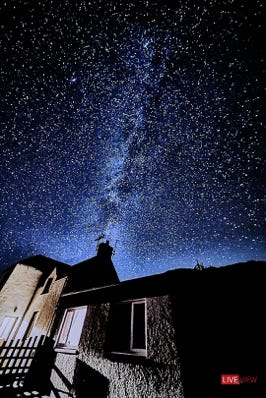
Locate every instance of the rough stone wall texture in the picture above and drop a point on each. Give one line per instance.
(45, 305)
(17, 293)
(157, 376)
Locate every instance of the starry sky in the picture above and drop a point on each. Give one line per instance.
(139, 120)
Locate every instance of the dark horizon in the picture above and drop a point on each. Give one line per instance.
(141, 121)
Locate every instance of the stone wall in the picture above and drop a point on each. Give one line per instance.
(21, 297)
(93, 371)
(17, 293)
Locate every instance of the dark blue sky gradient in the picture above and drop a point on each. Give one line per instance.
(140, 120)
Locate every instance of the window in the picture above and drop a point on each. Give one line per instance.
(71, 327)
(31, 324)
(47, 286)
(7, 326)
(129, 328)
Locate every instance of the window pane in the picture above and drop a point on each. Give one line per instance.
(121, 322)
(76, 327)
(139, 336)
(66, 327)
(72, 327)
(7, 326)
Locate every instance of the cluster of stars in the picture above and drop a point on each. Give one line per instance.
(142, 121)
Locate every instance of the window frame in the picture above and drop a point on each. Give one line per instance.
(63, 346)
(10, 330)
(47, 286)
(131, 350)
(31, 324)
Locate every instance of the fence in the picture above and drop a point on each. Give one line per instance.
(16, 360)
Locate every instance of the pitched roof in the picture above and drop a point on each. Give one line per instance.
(94, 272)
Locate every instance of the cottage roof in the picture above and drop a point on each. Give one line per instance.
(188, 284)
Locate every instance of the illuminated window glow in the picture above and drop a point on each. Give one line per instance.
(7, 326)
(71, 328)
(129, 328)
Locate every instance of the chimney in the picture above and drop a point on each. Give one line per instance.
(104, 250)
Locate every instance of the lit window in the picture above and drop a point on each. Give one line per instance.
(31, 324)
(7, 326)
(47, 286)
(71, 327)
(129, 328)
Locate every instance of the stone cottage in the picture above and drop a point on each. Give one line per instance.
(29, 295)
(170, 335)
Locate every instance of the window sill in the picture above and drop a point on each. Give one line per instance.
(131, 354)
(66, 350)
(128, 357)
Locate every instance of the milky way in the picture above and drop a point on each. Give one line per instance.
(139, 120)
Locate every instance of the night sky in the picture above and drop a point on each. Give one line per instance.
(140, 120)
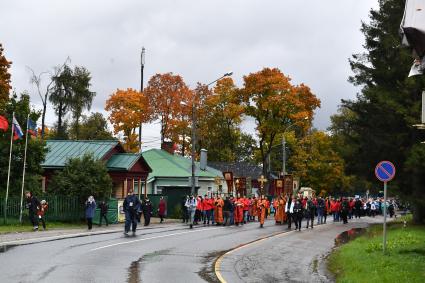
════════════════════
*What you have to do*: Please rewrite the part of the records that opens with the line containing "Locate every instance of the pitched" and closes with the last line of the records, keeping every line, the requests included. Multiply each coordinate in the points by 0.9, round it to a whole number with halves rounded up, and leave out the pictures.

*Written solution*:
Locate every instance of the pitched roof in the picture above and drop a point on each. Give one line per instance.
(85, 245)
Locate every instance of the cottage roof in the picture above and drop a point on each. Give one line per instance.
(169, 256)
Locate every instance of the illuminated window glow in the picture above and drop a point on each. Give one line per instance.
(6, 293)
(64, 295)
(116, 295)
Locate every instance of the chimney in the picture above and drop a point on each. Give one line per instance.
(94, 225)
Locate every instance of the lit window in the picture above and drop a point on each. Give one line per instance.
(28, 292)
(6, 293)
(42, 257)
(64, 294)
(116, 295)
Locate every instance of the stone cottage in the picture above and drop a point on each. Give one line per instance.
(26, 266)
(153, 302)
Locate every instance of the window sill in the picture above and drop a point on each. Give one line per instance.
(118, 319)
(59, 315)
(115, 321)
Locate every instance of the milky way in the picture above and drop a point on each. Give one line per instance.
(125, 108)
Locate every instance of the night sky in the picture above and drop a point on each. Give one line per instance.
(126, 108)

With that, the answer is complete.